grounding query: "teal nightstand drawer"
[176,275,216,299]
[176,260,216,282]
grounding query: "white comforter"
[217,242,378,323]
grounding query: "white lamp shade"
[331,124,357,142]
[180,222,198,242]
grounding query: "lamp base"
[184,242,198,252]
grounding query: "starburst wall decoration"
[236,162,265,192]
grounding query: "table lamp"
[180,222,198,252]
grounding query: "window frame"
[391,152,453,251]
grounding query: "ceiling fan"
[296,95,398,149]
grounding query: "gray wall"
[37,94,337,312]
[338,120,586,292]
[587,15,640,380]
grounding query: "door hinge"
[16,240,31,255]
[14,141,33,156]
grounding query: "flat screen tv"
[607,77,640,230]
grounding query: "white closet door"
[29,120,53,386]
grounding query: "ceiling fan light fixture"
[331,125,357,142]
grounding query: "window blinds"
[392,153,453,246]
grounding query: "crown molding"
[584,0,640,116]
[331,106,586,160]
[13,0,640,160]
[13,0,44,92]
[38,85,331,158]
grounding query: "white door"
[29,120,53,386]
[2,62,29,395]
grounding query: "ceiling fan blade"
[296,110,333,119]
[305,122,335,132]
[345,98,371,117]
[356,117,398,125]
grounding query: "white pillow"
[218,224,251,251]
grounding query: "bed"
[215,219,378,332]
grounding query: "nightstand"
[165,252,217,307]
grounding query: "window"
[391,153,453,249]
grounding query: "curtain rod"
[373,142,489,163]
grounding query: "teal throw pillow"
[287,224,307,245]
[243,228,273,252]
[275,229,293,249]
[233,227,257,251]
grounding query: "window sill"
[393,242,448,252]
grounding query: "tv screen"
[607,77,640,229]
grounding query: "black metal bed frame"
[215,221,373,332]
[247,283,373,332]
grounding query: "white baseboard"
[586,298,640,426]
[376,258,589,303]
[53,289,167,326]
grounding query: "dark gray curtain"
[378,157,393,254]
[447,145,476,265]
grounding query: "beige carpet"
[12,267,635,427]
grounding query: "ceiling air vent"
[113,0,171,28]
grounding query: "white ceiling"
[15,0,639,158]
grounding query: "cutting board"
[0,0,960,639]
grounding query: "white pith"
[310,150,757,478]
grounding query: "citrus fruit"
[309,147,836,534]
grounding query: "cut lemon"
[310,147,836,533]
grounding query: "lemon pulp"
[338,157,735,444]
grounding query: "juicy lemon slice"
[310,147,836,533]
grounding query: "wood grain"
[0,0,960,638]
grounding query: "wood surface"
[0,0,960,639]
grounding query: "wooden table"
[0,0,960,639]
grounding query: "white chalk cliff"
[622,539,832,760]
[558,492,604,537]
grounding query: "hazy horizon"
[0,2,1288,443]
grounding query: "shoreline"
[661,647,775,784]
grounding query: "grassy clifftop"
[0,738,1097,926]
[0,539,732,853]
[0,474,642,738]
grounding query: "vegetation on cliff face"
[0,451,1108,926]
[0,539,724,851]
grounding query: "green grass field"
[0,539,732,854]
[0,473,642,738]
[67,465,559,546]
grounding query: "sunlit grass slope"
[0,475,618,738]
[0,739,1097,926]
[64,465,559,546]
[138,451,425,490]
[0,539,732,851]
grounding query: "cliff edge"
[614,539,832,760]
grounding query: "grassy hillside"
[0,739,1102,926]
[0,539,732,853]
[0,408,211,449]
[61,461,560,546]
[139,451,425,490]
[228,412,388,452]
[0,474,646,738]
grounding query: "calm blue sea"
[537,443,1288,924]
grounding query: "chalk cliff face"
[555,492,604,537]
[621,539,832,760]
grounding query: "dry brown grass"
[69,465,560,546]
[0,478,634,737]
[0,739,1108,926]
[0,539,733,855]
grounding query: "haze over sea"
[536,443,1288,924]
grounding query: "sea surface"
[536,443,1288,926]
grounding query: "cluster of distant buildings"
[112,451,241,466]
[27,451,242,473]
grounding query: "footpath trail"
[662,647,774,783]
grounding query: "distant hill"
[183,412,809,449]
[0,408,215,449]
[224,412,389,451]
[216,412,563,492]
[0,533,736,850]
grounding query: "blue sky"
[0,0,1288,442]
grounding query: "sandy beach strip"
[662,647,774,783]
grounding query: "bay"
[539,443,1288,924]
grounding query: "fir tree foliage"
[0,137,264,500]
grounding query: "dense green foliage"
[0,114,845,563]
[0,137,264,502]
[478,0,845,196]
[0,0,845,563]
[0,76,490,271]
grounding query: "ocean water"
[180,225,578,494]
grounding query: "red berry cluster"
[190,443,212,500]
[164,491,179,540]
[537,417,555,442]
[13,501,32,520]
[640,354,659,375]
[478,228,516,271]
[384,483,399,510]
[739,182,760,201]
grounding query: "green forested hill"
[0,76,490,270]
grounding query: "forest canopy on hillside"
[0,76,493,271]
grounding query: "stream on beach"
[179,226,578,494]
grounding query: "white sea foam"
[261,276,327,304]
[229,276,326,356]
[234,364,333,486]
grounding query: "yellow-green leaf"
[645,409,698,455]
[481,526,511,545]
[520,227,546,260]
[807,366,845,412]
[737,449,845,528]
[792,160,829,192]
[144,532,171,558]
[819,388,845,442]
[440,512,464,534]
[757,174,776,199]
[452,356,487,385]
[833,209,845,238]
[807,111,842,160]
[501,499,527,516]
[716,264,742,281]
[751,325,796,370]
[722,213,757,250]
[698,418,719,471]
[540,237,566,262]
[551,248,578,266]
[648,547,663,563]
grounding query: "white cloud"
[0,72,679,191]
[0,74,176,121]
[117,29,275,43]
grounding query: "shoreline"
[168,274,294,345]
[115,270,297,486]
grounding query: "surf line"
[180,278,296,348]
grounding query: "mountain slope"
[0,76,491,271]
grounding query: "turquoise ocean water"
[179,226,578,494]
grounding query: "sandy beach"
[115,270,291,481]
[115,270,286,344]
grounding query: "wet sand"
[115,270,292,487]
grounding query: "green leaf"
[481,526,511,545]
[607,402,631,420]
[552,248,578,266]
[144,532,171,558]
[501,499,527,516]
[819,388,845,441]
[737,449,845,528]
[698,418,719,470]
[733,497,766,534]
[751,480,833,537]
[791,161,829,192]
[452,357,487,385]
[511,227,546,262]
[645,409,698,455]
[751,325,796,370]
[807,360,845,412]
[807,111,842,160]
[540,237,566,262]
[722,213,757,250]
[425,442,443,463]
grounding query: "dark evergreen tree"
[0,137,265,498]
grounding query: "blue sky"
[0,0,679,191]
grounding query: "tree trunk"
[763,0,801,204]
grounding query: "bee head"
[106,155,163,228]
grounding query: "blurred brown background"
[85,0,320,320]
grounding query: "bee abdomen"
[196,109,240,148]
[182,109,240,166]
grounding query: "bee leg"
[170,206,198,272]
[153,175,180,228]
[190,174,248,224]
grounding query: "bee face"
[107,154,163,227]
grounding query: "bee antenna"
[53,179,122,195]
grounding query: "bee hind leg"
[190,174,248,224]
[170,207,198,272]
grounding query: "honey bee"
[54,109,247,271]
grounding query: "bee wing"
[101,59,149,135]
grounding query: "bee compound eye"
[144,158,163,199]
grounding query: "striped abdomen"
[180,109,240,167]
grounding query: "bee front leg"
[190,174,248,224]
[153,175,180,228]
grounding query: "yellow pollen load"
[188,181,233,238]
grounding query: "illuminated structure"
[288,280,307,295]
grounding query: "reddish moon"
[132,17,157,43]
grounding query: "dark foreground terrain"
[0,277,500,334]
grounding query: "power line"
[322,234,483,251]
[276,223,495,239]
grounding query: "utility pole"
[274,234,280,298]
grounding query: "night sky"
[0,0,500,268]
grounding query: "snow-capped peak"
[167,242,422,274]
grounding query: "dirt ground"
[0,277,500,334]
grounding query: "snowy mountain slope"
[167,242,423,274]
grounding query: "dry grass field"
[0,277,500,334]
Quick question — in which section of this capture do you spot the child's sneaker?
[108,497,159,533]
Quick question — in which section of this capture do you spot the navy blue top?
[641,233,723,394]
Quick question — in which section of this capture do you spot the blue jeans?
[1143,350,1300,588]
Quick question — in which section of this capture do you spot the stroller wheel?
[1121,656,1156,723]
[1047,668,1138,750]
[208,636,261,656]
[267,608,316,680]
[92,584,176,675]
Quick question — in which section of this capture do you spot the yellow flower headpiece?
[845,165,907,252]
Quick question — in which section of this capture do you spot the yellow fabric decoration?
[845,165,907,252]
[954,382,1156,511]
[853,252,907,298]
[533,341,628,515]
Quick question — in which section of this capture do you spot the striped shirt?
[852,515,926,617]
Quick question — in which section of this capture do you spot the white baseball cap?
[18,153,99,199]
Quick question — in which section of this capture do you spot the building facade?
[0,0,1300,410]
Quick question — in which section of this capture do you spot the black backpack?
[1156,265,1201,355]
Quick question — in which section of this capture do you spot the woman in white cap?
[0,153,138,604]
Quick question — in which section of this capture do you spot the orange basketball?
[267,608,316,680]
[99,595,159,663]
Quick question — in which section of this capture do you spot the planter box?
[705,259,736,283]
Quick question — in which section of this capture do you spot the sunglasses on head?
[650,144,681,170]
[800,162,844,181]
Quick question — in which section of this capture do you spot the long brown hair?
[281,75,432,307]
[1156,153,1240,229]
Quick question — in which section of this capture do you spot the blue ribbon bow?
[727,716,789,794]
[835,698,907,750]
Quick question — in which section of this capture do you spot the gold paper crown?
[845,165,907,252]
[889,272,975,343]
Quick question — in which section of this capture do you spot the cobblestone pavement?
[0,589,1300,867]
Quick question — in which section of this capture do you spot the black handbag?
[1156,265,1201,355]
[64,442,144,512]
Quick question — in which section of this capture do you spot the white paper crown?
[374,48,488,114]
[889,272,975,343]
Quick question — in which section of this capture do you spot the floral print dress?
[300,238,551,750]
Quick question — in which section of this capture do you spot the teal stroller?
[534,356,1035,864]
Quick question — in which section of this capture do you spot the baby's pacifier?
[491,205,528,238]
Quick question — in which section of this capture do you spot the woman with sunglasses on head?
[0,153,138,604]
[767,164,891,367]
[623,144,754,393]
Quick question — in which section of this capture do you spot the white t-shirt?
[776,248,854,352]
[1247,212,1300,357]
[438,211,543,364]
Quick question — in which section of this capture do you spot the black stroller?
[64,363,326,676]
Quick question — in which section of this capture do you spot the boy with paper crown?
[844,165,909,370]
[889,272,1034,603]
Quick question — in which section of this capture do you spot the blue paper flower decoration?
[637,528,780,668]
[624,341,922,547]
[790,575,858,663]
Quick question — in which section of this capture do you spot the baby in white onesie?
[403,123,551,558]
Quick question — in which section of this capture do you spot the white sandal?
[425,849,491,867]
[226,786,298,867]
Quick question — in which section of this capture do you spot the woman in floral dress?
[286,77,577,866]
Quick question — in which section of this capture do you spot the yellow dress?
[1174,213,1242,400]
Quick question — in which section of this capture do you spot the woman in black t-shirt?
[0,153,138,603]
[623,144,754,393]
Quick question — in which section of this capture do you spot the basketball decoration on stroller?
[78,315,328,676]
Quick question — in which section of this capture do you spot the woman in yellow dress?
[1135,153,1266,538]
□ □ □ □ □
• **Your task**
Please copy the lines above, beginning at the line that has "white paper crown?" and stopping after the line that has "[491,205,528,238]". Keep the text lines unchanged, and multiply each bounding-box coordinate by 1.15, rounding to a whole number with halves going up.

• **Finished exercise**
Quick question — in which section of this capture do you spot the white paper crown?
[430,55,561,131]
[1022,313,1121,394]
Quick question — in which section of this capture do you spot the floral print dress?
[345,274,634,863]
Quick question — in which section of this capture do you spot the teal stroller?
[614,409,1190,994]
Quick question — in which section of this capture do you spot the baby's pacifier?
[565,236,607,274]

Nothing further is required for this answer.